__TEXTE FOURNI__.

_____

La transversalité que j’évoque ici est celle des espaces de lutte, et des collectifs qui s’y inscrivent. Je ne sais pas comment poser la question de l’articulation inconsciente d’une telle transversalité, mais je peux au moins indiquer ce que celle-ci doit être pour qu’elle n’éteigne pas par avance l’expression de cette articulation : je parle de transversalité dans la mesure où il ne s’agit pas de produire une mauvaise unité, une unité de surplomb, disons, qui étoufferait les situations particulières, qui se rendrait incapable d’entendre et d’accueillir ces particularités en tant que telles. Mais il s’agit bien cependant de produire une unité, un trait d’un, dirait Lacan, qui suffit comme tel à faire support pour une identification. Il s’agit de faire advenir une identification politique nouvelle, transversale, qui puisse être en prise avec la situation globale en tant que telle – avec le monde un qui s’impose à tous les mondes ; le monde divisé dans lequel domine, pour l’heure sans contrepartie à sa hauteur, la classe des capitalistes.

Dans quelle mesure celle-ci ne construit-elle pas une mauvaise unité ? Dans la mesure où elle ne se conçoit pas comme une négation des identités déjà existantes, mais comme un supplément. Il n’est pas ce qui nie les situations particulières de lutte, mais ce qui vient s’ajouter à elles. Nous avons beaucoup insisté sur ce point avec Patrizia : un des enjeux fondamentaux de la réflexion philosophique contemporaine sur la politique (Badiou et surtout Rancière) aura été d’abandonner la logique de la négation pour mettre en place une logique du supplément.

_____

__DONNÉES EXTRAITES__.
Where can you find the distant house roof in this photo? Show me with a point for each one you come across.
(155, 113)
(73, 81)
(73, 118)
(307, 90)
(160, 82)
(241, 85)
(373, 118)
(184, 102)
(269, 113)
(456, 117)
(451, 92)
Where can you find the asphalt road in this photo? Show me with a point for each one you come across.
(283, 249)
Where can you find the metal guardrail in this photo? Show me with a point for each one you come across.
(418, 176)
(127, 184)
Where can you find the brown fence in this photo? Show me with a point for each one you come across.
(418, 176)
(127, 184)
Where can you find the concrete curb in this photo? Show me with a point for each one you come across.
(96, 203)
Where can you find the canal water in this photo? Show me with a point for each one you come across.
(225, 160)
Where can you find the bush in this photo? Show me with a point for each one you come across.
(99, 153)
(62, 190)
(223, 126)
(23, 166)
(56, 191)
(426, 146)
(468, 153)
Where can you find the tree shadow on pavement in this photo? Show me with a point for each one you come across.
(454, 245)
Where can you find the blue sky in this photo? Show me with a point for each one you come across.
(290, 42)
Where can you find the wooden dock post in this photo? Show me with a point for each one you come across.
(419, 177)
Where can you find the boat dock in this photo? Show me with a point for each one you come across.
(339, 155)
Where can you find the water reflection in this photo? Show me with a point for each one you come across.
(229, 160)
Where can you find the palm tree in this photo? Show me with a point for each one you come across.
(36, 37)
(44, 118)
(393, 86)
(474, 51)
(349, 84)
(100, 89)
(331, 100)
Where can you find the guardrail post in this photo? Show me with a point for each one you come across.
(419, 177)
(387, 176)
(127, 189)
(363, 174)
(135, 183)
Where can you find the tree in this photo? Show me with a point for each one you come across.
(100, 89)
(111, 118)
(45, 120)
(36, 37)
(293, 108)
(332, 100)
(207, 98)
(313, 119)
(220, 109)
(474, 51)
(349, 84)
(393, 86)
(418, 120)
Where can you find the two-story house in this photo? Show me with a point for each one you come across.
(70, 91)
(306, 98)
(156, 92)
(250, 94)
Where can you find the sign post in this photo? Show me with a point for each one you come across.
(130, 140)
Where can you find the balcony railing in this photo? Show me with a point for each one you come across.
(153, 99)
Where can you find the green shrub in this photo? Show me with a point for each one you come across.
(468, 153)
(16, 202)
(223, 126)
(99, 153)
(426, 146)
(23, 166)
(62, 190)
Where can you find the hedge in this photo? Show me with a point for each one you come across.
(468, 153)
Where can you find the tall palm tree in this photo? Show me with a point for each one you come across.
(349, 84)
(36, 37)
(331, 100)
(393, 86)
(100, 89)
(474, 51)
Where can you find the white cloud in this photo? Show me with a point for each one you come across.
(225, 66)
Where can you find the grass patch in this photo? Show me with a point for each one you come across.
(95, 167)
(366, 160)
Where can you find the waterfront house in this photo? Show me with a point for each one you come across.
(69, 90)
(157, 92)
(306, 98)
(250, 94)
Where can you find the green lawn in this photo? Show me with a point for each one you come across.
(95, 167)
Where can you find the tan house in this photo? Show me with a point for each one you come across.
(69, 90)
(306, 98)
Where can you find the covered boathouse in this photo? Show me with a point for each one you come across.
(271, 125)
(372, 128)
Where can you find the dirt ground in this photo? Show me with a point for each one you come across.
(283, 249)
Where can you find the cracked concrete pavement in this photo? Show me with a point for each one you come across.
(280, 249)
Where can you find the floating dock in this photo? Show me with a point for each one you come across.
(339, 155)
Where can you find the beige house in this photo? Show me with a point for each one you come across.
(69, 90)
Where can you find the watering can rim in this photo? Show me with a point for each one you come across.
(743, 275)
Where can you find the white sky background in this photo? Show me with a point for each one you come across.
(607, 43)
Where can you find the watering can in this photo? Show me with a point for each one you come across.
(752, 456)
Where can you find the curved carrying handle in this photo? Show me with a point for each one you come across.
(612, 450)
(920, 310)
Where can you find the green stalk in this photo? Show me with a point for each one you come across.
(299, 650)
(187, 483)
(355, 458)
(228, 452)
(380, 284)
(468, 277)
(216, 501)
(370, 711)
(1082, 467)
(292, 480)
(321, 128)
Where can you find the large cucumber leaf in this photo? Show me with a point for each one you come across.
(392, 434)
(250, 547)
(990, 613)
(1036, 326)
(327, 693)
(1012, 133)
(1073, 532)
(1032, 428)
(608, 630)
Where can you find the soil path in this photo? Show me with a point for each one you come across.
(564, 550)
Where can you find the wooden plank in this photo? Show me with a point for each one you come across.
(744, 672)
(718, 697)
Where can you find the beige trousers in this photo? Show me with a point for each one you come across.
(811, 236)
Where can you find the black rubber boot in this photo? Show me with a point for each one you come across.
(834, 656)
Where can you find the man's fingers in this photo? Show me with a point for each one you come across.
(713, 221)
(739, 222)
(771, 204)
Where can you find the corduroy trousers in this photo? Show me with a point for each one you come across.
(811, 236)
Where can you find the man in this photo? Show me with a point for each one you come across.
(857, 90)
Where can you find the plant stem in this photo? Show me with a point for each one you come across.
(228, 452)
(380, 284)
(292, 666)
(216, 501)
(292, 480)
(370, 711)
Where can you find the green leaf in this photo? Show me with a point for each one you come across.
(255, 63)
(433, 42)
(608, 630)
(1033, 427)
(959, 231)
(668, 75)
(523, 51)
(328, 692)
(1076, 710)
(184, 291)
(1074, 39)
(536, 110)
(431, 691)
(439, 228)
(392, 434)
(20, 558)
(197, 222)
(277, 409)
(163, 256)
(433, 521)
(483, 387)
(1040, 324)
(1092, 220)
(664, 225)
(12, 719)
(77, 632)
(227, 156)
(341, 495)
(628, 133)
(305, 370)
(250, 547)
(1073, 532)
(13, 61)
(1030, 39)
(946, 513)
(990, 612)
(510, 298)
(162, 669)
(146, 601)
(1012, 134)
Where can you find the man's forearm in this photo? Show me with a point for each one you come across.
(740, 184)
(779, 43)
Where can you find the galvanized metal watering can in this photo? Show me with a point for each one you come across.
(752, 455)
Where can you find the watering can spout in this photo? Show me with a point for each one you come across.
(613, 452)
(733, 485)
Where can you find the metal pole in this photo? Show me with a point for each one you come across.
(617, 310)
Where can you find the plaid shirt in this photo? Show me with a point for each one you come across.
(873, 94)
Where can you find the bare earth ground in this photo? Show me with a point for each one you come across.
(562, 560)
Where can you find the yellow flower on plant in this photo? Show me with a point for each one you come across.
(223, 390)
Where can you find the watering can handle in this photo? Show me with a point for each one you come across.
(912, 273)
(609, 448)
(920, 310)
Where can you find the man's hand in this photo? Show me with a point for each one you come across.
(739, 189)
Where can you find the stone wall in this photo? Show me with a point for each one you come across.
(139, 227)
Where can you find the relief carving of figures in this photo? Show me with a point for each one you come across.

_____

__CONSIGNE__. Citez en entier, sans la moindre modification, le texte sur la transversalité des espaces de lutte placé plus haut.

__SOLUTION DU PROBLÈME__.
La transversalité que j’évoque ici est celle des espaces de lutte, et des collectifs qui s’y inscrivent. Je ne sais pas comment poser la question de l’articulation inconsciente d’une telle transversalité, mais je peux au moins indiquer ce que celle-ci doit être pour qu’elle n’éteigne pas par avance l’expression de cette articulation : je parle de transversalité dans la mesure où il ne s’agit pas de produire une mauvaise unité, une unité de surplomb, disons, qui étoufferait les situations particulières, qui se rendrait incapable d’entendre et d’accueillir ces particularités en tant que telles. Mais il s’agit bien cependant de produire une unité, un trait d’un, dirait Lacan, qui suffit comme tel à faire support pour une identification. Il s’agit de faire advenir une identification politique nouvelle, transversale, qui puisse être en prise avec la situation globale en tant que telle – avec le monde un qui s’impose à tous les mondes ; le monde divisé dans lequel domine, pour l’heure sans contrepartie à sa hauteur, la classe des capitalistes.

Dans quelle mesure celle-ci ne construit-elle pas une mauvaise unité ? Dans la mesure où elle ne se conçoit pas comme une négation des identités déjà existantes, mais comme un supplément. Il n’est pas ce qui nie les situations particulières de lutte, mais ce qui vient s’ajouter à elles. Nous avons beaucoup insisté sur ce point avec Patrizia : un des enjeux fondamentaux de la réflexion philosophique contemporaine sur la politique (Badiou et surtout Rancière) aura été d’abandonner la logique de la négation pour mettre en place une logique du supplément.